Problems =
**a.** Name every lettered sub-figure of FIG. 2 in the annealing text, with the view each one shows.
**b.** Copy out the rows without any change, starting at the line that contains "the bird's breast." and stopping after the line that contains "pixel 931 522".

Text segment =

========================================================================

FIG. 2 illustrates the details of the annealing fixture in which the ribbon is transported through the oven. FIG. 2a sketches the cross-section, FIG. 2b the side view and FIGS. 2c, 2 d the longitudinal sections of the annealing fixture. The annealing fixture according to the principles of this invention is a combination of at least one segment with a curved channel as sketched in FIG. 2c followed a straight channel as sketched in FIG. 2d.
FIG. 3 illustrates an alternative cross-section of the annealing fixture, which gives the annealed ribbon a transverse curvature.
FIG. 4 illustrates the definition of the curl C of a piece of ribbon. The curvature may be in transverse and/or longitudinal ribbon direction. The curl is defined as the maximum height C between the ribbon 10 and a flat surface 40 on which a strip of a certain length and a certain width is put. For the longitudinal curvature, in this specification, the curl is the maximum height C between a ribbon 10 of a 38 mm long piece of a 6 mm wide ribbon and the flat surface 40.
FIG. 5 shows the curl of a 38 mm long piece of a 6 mm wide ribbon annealed at 350° C. as a function of the annealing speed. C1 and C2 denote comparative examples of the prior art; I1 through I4 denote samples annealed according to the teaching of this invention.

========================================================================

Provided data =

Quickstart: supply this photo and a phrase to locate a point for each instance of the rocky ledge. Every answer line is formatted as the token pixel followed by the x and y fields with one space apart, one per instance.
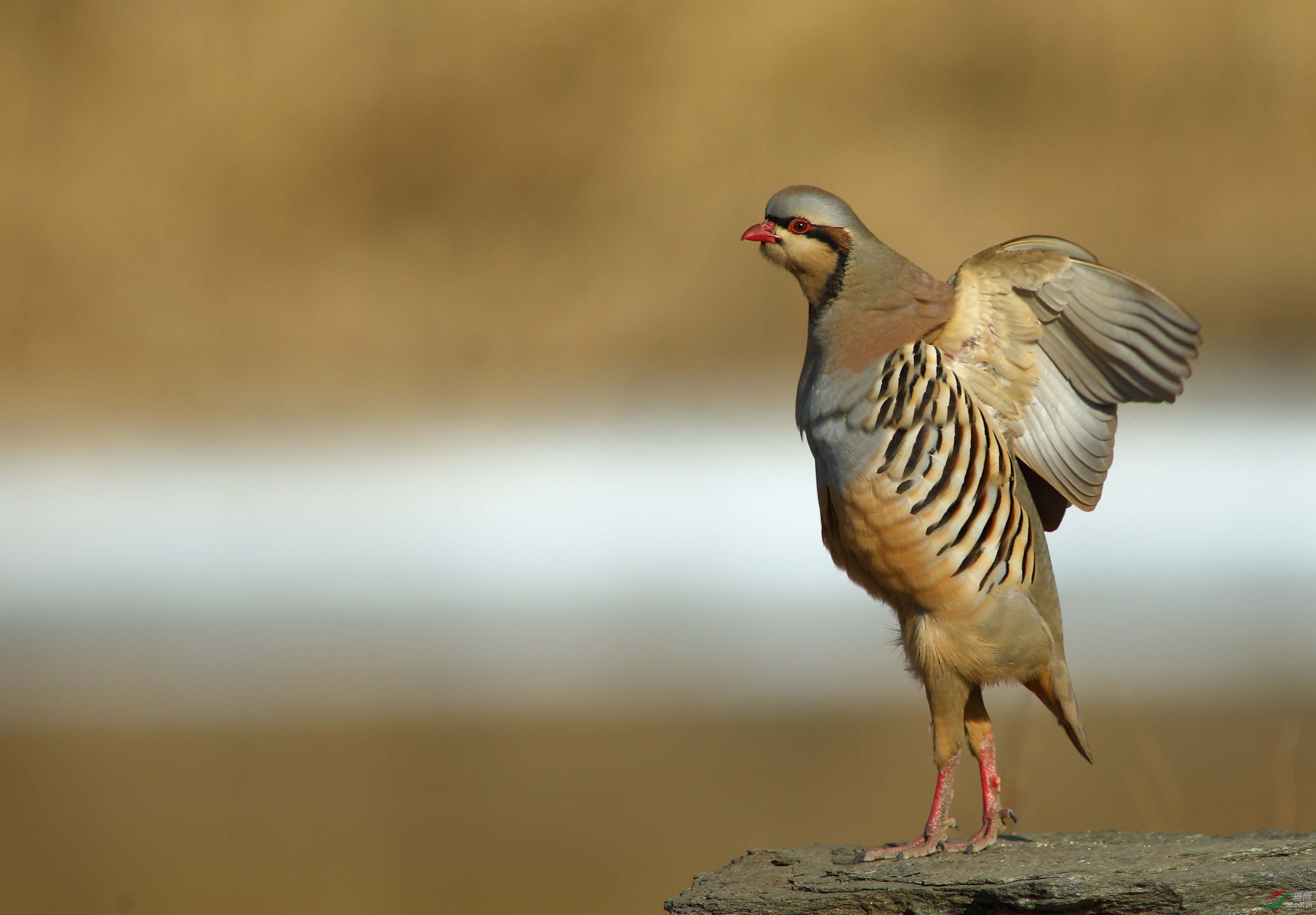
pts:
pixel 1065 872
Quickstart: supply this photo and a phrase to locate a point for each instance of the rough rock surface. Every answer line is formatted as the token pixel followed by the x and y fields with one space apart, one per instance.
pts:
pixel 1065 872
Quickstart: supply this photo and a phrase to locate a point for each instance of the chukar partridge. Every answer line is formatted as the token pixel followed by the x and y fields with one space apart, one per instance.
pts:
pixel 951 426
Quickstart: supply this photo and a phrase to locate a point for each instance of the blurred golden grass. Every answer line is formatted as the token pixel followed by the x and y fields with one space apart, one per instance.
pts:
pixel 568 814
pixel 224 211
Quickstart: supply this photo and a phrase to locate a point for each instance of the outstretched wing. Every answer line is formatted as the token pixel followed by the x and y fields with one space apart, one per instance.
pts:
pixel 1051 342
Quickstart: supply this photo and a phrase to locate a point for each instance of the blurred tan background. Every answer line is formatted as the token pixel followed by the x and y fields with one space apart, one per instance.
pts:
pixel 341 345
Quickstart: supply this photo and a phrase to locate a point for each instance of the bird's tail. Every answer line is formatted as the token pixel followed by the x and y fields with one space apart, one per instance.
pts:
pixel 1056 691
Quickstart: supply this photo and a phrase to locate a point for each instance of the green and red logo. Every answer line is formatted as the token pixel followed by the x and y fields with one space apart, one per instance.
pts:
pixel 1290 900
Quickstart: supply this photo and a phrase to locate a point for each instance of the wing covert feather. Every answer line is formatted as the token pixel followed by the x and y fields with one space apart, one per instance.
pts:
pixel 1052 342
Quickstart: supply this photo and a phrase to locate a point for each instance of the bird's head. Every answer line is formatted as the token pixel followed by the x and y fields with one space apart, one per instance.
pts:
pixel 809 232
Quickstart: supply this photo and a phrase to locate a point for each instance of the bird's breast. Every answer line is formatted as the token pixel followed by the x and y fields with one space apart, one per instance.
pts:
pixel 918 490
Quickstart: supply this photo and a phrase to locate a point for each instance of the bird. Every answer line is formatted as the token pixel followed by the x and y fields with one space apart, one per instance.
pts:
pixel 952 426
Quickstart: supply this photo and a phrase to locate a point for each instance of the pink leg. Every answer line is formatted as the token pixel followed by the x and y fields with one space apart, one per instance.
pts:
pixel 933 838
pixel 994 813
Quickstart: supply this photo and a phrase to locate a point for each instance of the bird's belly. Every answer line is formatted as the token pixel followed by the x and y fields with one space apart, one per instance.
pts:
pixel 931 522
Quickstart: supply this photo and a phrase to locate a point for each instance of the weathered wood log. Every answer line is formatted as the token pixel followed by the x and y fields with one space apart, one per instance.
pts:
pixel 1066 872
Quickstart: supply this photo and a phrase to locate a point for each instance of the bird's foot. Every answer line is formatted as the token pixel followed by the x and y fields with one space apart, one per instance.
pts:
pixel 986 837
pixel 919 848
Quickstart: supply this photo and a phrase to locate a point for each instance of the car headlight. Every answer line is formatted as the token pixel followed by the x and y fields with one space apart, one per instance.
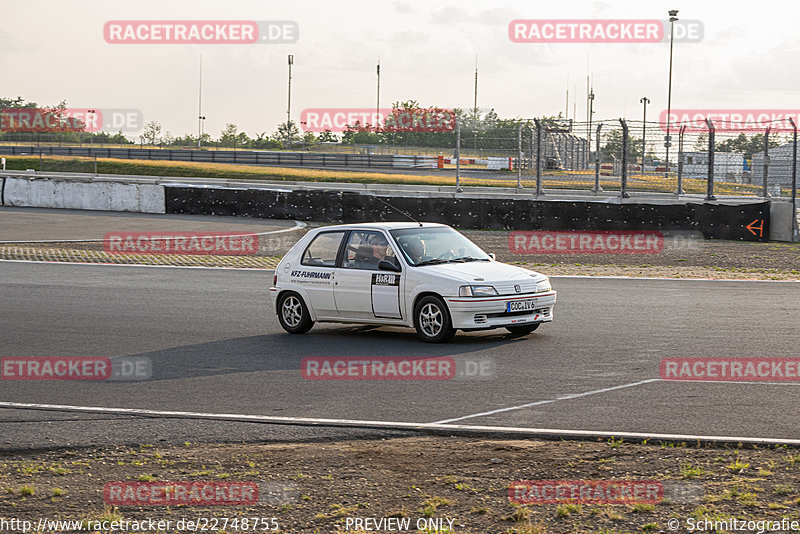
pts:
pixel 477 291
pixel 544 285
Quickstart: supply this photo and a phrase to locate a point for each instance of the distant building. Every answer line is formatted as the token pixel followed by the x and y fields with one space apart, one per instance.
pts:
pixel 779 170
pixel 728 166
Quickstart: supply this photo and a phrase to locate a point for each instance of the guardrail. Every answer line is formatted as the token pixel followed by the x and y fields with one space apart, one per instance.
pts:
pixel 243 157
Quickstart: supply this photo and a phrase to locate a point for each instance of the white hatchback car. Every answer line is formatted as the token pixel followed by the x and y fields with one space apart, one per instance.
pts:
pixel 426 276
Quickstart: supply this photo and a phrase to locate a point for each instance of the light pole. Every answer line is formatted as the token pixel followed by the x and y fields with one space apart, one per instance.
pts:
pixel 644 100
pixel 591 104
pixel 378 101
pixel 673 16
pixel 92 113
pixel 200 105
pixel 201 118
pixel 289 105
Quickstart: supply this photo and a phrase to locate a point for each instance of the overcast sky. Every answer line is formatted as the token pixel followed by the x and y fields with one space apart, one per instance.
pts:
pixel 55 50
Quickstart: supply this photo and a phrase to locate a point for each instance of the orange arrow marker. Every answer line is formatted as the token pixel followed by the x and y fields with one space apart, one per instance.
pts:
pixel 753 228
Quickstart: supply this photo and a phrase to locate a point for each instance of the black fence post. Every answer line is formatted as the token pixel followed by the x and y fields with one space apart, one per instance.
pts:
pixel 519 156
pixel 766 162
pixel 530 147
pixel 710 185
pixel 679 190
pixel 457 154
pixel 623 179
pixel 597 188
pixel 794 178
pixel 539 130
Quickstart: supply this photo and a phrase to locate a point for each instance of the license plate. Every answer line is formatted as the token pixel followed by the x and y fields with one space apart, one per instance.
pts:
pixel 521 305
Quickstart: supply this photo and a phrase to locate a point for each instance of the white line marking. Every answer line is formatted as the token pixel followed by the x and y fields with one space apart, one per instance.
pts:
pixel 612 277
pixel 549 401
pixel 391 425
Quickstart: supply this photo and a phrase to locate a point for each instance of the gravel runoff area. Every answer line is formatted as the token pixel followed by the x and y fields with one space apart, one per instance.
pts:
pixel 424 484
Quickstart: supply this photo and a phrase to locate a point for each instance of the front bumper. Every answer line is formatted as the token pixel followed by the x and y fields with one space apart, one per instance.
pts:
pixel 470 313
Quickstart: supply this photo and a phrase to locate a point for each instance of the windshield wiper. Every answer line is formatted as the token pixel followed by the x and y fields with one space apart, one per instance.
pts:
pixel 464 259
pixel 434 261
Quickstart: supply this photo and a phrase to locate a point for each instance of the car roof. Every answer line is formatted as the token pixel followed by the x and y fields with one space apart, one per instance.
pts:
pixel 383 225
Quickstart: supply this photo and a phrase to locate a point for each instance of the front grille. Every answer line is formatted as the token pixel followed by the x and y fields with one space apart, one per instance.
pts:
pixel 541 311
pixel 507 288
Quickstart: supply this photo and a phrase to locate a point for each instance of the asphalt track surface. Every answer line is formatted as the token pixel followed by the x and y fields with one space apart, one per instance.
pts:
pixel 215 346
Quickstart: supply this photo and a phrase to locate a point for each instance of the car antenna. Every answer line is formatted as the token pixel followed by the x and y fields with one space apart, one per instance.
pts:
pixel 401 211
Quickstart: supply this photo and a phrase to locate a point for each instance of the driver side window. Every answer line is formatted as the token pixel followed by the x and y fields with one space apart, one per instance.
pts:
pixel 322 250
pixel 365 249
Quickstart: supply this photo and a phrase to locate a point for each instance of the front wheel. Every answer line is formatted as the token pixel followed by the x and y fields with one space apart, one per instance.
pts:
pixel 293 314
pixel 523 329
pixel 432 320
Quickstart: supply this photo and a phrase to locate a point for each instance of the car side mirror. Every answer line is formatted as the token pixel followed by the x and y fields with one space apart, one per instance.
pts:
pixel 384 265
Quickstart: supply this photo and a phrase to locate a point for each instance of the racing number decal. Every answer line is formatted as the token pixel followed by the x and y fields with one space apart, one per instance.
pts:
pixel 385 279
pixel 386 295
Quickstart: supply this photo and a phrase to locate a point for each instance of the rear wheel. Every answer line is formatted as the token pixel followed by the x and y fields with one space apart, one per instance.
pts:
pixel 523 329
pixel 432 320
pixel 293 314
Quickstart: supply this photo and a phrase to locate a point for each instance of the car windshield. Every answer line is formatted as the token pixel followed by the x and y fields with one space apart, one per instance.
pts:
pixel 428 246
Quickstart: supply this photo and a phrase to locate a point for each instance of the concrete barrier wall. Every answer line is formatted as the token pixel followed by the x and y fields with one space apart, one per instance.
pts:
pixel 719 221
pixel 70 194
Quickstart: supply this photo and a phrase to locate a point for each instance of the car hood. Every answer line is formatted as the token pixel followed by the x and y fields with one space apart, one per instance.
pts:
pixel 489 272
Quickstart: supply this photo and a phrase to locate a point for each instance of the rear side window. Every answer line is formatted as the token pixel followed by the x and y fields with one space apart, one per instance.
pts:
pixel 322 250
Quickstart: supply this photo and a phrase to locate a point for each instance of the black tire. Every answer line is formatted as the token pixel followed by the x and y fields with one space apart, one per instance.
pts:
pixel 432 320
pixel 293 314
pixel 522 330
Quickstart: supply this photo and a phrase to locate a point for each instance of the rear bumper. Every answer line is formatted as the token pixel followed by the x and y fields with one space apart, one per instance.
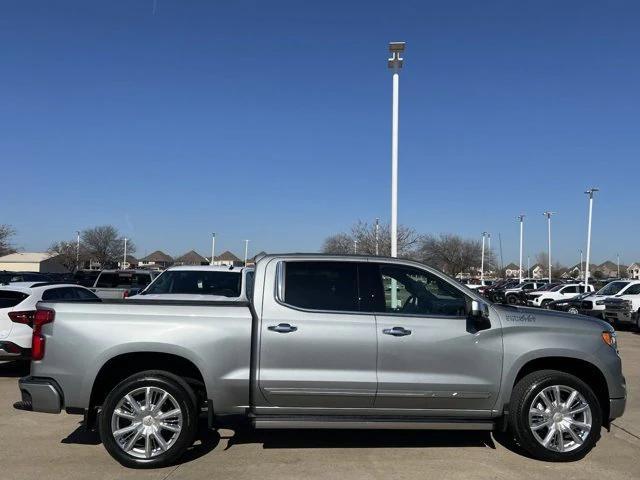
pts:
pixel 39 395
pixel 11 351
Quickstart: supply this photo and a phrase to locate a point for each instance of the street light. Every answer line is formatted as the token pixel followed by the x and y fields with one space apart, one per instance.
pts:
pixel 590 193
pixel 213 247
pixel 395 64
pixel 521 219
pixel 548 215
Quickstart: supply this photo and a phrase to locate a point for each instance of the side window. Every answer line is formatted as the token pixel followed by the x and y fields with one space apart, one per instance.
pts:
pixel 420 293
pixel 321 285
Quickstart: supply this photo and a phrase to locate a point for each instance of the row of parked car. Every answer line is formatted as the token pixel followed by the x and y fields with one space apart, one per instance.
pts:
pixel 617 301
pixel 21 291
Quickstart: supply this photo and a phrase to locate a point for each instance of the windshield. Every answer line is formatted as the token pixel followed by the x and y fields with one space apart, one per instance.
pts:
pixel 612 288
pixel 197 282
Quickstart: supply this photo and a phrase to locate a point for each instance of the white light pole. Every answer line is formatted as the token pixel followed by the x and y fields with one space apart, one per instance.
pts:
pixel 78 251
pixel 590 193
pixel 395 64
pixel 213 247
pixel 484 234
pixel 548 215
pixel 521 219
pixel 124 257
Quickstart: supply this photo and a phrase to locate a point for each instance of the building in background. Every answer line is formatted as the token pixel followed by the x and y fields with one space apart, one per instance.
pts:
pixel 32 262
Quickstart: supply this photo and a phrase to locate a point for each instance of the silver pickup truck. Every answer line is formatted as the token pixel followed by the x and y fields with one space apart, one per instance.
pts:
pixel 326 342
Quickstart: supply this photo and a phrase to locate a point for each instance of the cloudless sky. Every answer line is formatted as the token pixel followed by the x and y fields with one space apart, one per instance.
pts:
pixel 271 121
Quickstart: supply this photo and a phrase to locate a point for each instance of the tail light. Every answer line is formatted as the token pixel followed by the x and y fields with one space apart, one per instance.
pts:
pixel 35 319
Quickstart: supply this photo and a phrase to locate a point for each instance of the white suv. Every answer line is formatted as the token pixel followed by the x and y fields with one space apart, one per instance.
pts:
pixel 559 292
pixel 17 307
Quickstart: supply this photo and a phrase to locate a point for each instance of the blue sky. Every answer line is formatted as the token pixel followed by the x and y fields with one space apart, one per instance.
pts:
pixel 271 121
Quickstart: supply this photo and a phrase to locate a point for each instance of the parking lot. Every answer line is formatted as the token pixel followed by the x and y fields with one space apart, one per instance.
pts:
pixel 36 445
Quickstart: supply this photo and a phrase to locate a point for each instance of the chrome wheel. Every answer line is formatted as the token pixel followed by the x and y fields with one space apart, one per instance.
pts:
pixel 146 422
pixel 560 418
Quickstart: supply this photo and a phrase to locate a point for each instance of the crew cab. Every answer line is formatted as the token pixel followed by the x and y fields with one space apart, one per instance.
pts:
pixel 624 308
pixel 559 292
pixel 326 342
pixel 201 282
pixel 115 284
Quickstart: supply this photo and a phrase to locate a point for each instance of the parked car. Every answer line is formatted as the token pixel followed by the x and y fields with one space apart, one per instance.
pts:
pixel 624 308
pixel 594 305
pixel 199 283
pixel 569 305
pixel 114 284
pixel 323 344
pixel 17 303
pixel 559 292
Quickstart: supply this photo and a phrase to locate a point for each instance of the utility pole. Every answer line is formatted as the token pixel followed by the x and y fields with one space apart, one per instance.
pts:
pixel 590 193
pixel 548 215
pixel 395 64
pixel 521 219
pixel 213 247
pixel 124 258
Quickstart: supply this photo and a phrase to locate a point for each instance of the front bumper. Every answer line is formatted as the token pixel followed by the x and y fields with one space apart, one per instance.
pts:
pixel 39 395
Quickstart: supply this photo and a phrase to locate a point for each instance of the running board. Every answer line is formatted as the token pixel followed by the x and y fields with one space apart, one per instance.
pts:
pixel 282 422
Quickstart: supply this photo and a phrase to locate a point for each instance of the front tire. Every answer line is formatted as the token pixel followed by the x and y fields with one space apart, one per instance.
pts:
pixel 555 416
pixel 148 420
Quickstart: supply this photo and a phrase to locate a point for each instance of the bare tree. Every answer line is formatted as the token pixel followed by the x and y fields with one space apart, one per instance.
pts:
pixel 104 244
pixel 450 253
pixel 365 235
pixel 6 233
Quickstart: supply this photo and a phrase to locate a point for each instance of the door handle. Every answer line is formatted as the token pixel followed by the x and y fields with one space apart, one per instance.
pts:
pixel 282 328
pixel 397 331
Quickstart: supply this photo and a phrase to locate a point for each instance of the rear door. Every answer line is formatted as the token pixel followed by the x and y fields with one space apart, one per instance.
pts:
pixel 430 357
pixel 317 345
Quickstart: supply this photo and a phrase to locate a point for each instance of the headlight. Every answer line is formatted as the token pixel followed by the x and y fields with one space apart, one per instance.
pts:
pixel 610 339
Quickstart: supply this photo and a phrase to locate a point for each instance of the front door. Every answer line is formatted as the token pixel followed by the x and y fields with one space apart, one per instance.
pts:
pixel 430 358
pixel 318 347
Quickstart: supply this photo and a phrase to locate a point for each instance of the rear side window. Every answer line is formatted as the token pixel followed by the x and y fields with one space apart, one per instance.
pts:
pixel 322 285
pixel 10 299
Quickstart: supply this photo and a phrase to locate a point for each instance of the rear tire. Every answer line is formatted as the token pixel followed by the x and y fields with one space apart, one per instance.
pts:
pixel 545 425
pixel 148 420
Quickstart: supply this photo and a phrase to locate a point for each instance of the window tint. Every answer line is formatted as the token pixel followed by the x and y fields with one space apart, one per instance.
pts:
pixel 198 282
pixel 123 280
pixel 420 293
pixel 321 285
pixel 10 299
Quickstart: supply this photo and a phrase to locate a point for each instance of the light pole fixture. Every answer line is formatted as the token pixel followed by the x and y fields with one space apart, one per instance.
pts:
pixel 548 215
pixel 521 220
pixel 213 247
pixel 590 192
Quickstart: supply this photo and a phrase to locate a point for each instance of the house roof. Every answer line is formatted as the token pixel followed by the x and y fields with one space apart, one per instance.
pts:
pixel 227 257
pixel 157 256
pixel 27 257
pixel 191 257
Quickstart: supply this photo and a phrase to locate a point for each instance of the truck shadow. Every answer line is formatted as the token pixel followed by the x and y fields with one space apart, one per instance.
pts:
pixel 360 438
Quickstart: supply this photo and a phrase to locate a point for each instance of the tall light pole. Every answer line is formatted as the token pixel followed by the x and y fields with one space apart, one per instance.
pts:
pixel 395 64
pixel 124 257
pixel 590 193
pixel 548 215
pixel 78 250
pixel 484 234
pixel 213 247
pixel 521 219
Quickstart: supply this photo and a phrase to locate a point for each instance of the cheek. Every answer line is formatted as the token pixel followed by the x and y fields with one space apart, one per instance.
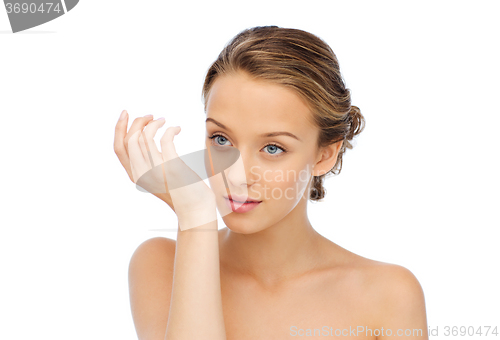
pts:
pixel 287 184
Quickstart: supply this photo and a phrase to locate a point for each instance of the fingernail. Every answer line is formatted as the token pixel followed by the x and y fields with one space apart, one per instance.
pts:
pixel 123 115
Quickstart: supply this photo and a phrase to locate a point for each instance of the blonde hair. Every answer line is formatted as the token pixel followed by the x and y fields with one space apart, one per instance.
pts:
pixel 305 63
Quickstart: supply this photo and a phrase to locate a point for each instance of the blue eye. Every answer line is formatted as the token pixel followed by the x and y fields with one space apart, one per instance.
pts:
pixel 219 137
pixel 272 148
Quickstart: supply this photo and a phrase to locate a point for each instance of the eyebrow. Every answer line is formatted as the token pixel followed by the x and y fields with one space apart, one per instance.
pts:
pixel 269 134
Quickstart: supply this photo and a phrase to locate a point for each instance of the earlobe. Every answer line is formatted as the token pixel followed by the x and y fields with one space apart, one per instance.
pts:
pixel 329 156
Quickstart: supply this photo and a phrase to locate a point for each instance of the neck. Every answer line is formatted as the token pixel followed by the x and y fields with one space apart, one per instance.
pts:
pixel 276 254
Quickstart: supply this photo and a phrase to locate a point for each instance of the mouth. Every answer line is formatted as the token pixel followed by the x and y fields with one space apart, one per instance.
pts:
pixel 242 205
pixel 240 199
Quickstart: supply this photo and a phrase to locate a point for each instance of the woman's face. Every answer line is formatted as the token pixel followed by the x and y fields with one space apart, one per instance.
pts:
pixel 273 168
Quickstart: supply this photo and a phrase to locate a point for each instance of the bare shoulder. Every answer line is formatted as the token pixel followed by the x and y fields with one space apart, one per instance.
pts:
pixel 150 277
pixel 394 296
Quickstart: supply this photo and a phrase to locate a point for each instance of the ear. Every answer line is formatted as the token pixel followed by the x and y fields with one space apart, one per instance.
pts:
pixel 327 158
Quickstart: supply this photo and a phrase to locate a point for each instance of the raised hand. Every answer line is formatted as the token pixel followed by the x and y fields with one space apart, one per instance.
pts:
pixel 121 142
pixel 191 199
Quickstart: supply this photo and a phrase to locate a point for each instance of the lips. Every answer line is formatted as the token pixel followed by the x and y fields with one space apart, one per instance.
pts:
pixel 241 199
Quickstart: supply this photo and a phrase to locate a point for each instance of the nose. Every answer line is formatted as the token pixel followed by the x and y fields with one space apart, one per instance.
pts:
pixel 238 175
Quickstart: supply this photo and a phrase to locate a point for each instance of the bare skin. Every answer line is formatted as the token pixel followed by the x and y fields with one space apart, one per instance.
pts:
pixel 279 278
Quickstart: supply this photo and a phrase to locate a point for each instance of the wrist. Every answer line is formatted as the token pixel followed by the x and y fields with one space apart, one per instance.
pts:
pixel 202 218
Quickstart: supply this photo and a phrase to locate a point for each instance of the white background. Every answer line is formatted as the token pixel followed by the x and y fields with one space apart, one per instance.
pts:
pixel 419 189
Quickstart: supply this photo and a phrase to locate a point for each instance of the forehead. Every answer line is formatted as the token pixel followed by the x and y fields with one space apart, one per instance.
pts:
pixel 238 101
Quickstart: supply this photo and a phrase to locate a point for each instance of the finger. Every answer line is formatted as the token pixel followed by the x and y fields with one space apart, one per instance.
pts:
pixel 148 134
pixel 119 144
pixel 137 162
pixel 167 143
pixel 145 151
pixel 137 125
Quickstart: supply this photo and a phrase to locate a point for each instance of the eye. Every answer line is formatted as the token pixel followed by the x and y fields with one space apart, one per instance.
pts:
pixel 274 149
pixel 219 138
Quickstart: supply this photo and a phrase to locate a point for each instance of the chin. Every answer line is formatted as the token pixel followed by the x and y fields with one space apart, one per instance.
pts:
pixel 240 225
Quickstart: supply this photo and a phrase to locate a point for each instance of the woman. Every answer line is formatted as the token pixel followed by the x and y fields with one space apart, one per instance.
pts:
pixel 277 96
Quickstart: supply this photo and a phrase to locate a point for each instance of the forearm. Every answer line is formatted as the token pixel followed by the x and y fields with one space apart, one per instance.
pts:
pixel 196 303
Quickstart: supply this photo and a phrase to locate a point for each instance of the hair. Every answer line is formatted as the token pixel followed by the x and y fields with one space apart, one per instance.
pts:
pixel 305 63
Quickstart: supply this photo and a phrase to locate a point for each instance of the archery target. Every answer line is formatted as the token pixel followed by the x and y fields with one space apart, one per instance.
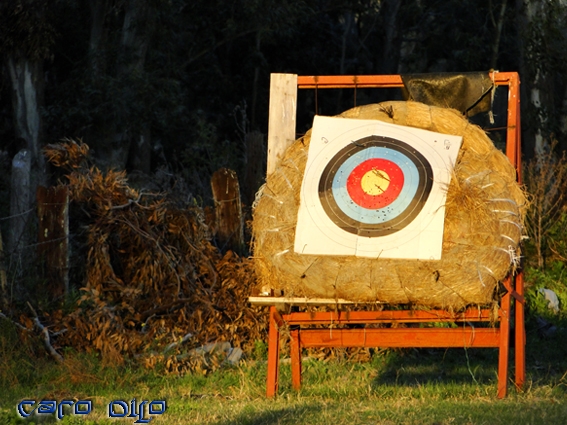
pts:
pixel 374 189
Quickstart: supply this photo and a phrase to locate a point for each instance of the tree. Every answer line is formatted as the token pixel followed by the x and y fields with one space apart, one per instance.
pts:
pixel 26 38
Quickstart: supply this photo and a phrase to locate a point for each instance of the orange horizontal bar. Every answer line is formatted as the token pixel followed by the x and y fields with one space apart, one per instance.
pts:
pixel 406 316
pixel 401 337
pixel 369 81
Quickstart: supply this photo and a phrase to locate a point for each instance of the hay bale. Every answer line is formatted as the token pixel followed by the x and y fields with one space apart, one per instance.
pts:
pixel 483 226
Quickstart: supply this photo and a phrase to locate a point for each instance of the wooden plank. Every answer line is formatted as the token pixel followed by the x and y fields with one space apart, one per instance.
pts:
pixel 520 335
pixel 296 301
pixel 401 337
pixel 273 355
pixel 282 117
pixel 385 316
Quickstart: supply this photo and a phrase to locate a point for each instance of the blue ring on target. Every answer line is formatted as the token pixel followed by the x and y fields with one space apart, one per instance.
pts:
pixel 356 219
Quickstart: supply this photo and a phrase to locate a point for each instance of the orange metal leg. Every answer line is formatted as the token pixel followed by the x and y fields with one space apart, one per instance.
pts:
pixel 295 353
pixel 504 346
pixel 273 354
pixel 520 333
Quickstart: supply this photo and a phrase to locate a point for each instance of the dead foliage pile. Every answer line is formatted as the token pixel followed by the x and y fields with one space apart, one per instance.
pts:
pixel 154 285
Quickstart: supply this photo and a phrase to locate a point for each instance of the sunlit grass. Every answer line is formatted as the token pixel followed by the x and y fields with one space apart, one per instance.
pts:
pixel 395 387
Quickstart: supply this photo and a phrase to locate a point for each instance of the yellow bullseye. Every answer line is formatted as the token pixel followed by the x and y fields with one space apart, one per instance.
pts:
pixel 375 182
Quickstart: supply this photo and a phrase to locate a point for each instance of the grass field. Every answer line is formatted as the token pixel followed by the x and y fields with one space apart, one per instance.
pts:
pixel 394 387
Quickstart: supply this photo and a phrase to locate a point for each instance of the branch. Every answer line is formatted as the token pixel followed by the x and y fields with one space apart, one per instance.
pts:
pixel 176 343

========================================================================

Task results =
**a.**
FIG. 2a: cross-section
FIG. 2b: side view
FIG. 2c: longitudinal section
FIG. 2d: longitudinal section

**b.**
Quickstart: supply this photo and a phrase to locate a point for each instance of the bird's breast. Every answer line is formatted as the token pixel followed by the x and y fields with one space apart, one per instance.
pts:
pixel 918 490
Quickstart: supply this photo and a phrase to locate a point for each instance of the bird. Every answer line is formatted as the token pixel followed by the x and y fields with one space apart, one per instance.
pts:
pixel 952 426
Quickstart: supply this photo and a phrase to locate a point for each instance of the pink leg. Every answer line is formatted as the token pixel followed by the x and y fields with one space apart, one per instance.
pts:
pixel 933 838
pixel 994 813
Quickstart: supply this photo and a phrase to locate a point for each instance of the bird's belly. Every answer line is formatted as the token pixel followed by the x and y fields with one space apart, one per instance.
pts:
pixel 931 522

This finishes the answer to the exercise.